-- START OF Extract --
PTC (Auxiliary) Heater for Quicker Heating in Winter

[piggoy]

My bad. I understand. The hot exhaust gases heat the coolant via the EGR cooler, so in theory the newer BLT engine should warm up quicker than the older ASZ. My vRS (BLT engine) already has the EGR cooler fitted and it still takes fecking ages to warm up on a cold icy morning. I'm hoping to discover a real benefit of retrofitting the PTC heater. Hopefully the windows will de-ice and de-mist within a minute. Once I've worked everything out and fitted successfully I'll post a proper guide.

[Breezy_Pete]

[snip] When originally fitted it will only draw what the alternator is able to supply after supplying all the other bits....[/snip]

I'm not sure that's true (but happy to be educated if there's something I'm missing). 

The wiring diagram I linked to above suggests that the three heater elements within the PTC heater are either on or off, as dictated by their relays, via ECU control. As far as I can see, there is no mechanism of giving them more or less current, just all or nothing, on or off.  What is available to give when switched on depends on the battery and its state of charge.

Sure, in the factory install the ECU knows the battery voltage, and so can inhibit the heater if it decides that's a good idea, but that is what piggoy's voltage-sensing comparator circuit is doing too (if it works as intended). As I understand it, if current draw from the battery exceeds current supply from the alternator, the battery terminal voltage drops in proportion, due to its internal resistance. This is why battery terminal voltage droops significantly when cranking from a cold start.  Starter current is huge, alternator is doing nothing or next to nothing, so lots of volt drop occurs across the battery's internal resistance, leaving less to appear across the terminals and starter motor.

[Phil-E]

Ah. I'm thinking of the other heater aren't I.
-- END OF Extract --
-- START OF Dataset --
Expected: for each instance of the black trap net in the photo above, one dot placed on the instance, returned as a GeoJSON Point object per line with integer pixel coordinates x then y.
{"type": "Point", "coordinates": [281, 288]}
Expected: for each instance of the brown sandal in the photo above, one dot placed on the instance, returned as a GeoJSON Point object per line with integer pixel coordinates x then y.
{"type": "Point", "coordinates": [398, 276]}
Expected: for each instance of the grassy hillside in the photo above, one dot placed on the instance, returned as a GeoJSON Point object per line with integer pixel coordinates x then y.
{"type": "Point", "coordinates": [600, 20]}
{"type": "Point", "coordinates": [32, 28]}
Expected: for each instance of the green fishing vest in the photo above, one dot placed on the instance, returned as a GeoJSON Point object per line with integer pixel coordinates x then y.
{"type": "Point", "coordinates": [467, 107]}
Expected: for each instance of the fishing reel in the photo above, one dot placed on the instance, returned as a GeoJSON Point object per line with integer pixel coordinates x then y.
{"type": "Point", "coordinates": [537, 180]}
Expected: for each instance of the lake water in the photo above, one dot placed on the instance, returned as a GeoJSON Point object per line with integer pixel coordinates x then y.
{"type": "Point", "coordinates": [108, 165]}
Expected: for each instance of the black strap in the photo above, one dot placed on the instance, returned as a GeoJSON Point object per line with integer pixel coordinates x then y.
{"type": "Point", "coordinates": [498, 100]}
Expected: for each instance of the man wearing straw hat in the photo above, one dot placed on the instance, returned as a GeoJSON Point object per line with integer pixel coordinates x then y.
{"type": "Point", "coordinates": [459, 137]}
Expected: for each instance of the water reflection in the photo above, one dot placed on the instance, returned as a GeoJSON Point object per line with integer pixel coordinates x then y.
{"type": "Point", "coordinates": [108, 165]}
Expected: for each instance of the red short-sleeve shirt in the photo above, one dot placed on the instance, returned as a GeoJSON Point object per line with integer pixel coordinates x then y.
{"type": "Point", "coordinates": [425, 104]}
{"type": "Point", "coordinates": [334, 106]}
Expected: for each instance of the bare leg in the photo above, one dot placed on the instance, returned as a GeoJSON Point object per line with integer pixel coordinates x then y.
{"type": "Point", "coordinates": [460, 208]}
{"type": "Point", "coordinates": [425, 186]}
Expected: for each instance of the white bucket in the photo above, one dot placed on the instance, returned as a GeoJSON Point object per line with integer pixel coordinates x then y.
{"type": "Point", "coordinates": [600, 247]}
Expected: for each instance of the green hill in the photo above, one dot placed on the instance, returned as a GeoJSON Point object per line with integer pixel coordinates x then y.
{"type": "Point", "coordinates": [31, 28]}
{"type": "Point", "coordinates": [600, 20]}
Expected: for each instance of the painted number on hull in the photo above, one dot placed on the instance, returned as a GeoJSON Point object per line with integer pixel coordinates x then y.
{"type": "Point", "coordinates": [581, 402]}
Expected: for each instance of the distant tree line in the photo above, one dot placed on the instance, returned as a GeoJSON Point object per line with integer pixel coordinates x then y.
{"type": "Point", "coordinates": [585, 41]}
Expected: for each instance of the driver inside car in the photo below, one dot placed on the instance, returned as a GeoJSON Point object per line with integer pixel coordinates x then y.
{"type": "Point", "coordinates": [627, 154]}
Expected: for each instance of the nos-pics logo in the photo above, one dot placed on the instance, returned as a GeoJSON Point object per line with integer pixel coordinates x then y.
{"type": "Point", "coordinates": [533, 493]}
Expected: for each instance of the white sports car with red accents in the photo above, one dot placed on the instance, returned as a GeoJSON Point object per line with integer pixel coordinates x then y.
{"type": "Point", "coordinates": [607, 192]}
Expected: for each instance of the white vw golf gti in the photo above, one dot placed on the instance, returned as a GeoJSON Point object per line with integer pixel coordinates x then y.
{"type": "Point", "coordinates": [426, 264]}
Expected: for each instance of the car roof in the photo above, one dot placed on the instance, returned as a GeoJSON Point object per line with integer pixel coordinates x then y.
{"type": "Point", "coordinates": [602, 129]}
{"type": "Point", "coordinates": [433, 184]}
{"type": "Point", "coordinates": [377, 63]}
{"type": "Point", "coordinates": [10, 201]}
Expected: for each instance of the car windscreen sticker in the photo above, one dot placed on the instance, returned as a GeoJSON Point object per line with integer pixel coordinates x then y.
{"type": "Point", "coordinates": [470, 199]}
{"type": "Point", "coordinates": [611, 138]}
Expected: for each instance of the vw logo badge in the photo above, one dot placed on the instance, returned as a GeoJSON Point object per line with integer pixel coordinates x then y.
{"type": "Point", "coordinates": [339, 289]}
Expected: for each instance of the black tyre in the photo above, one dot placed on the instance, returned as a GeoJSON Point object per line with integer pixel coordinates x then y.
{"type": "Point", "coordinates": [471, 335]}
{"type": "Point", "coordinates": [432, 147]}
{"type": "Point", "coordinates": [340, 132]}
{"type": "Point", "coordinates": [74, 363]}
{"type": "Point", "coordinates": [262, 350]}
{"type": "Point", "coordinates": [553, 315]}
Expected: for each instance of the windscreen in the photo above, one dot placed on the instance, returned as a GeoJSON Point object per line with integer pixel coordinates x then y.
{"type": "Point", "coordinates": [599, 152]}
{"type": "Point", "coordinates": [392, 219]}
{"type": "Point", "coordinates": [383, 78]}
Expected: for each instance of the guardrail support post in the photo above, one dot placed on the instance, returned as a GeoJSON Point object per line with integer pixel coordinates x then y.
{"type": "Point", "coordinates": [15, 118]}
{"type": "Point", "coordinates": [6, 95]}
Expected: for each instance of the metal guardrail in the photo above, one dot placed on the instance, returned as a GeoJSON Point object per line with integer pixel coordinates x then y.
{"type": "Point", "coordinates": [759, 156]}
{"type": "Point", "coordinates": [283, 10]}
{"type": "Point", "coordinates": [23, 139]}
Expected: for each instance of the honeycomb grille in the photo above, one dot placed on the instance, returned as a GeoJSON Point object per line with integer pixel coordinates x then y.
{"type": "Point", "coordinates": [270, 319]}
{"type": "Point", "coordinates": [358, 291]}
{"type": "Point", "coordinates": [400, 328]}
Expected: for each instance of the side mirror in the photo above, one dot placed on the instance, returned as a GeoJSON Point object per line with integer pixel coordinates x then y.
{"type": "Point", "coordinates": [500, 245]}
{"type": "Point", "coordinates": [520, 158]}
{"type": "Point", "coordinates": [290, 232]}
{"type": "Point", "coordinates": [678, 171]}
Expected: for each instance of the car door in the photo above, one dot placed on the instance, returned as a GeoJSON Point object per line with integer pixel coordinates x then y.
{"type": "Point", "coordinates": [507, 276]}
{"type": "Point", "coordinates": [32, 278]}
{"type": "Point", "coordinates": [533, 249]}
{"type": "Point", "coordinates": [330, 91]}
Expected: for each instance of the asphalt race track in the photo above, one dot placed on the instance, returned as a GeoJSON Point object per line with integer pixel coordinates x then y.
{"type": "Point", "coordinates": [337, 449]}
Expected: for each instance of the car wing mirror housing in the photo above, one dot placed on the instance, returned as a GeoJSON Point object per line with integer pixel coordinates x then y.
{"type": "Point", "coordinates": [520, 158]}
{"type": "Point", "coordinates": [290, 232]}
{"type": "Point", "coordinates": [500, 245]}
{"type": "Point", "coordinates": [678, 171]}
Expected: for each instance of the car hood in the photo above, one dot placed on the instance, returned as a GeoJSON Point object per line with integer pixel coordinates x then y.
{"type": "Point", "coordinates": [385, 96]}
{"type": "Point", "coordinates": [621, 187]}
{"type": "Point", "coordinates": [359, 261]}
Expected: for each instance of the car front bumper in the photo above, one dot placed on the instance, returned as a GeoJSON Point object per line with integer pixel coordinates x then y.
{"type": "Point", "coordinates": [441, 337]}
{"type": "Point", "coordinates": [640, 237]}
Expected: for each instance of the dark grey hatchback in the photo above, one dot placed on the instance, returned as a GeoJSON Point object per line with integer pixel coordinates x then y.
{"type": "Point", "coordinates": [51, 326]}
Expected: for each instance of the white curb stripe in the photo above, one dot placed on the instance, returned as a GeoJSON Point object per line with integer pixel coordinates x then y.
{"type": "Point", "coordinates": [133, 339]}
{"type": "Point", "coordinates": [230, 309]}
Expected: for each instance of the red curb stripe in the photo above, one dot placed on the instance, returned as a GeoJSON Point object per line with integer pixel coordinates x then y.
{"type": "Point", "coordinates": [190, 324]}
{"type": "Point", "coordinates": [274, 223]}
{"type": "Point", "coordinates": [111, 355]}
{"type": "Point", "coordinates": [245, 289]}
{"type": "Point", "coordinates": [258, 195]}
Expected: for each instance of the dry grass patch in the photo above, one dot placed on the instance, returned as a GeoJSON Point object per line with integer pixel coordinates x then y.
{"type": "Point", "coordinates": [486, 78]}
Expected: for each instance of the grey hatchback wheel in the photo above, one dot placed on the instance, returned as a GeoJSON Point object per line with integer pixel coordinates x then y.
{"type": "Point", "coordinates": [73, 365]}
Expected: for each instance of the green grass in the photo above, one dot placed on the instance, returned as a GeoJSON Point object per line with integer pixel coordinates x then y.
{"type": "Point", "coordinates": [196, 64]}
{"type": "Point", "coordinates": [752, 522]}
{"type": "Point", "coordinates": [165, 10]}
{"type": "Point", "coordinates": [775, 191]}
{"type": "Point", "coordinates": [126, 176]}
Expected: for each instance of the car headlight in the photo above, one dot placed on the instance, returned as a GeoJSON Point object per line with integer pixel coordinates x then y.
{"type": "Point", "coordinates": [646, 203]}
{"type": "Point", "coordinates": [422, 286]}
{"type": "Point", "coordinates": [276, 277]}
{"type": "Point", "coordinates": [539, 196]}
-- END OF Dataset --
Task requirements ::
1/ Pull out every line in the rows that contains the string "stripe".
2/ Write the next part of the forum thread about the PTC auxiliary heater, starting after its last post.
The forum thread and the rows are unrelated material.

Answer set ::
1/
Expected: for each instance of the white curb stripe in the photo above, one dot placed on the instance, returned as a GeoJSON Point object per line with integer pixel coordinates x then y.
Expected: for each instance of the red curb stripe in the photo above, one dot placed on the instance, returned as a GeoJSON Point object per line with integer pixel coordinates x then y.

2/
There are two. One that is controlled through relays by the ECU and another that is just wired with a + and - then wires into the CAN system. The car then tells it how much power it can draw.

 

Phil

[piggoy]

I measured the resistance to GND of each of the three heater elements using an calibrated resistance meter, taking into consideration probe contact resistance -

 

White wire - 0.7Ohm

Black wire - 0.7Ohm

Red wire - 0.5Ohm

 

I am presuming this is the cold resistance which can only increase as the temperature of the elements climb. Therefore maximum transient current on startup (@14.5 volts) -> IMax = (14.5 / 0.7) + (14.5 / 0.7) + (14.5 / 0.5) = 70.4A

 

I intend to test this theory with a 200A current source at my workplace, when I have access to it.

Edited 11 November, 2014 by piggoy

[BO60BYS]

Problem solved

[Breezy_Pete]

Those resistance numbers sound broadly consistent with dieselV6's stated 80A max current.  Will be interesting to see how fast and how much this drops off as they heat up (in a draught/fan ventilated). 

The red wire goes to the element that is used on its own fed by  the 'low heating capacity' relay, rather than the two other elements which are in parallel fed by the 'high heating capacity' relay, in the factory set-up, so not surprised that it may be slightly different to the other two elements. 

 

On the other hand, It may just be measurement issues with the low resistances involved. As you've found, probe wire/contact resistances become (relatively) very significant at these low resistances.

 

I've got a server PSU that'll chuck out over 100A at 12V if it should be useful at any stage of bench testing.

[piggoy]

I think I might order ones of these bad boys -

http://www.ebay.co.uk/itm/310248391691?_trksid=p2060778.m1438.l2649&ssPageName=STRK%3AMEBIDX%3AIT

 

Quite expensive at £20 but it's the only 100A relay I can find that has stud contacts - quite necessary for the large ring crimps that'll be required for the 2AWG or 4AWG supply cable. Multiple smaller relays don't work out any cheaper.

 

Thanks for the offer of the PSU. I'll let you know if I can't sort one out at my end :-)

Edited 11 November, 2014 by piggoy

[piggoy]

The heater matrix enclosure is proving very difficult if not impossible to remove. This may be a show stopper :(

 

http://www.briskoda.net/forums/topic/334257-fabia-vrs-heater-matrix-removalaccess/

[Breezy_Pete]

Sounds like what dieselV6 was talking about in post #43, but he was referring to Mk2 Fabias and other models. I wonder what ECU it is? Far too many of the pesky things in these modern cars.

[TMB]

 I wonder what ECU it is? Far too many of the pesky things in these modern cars.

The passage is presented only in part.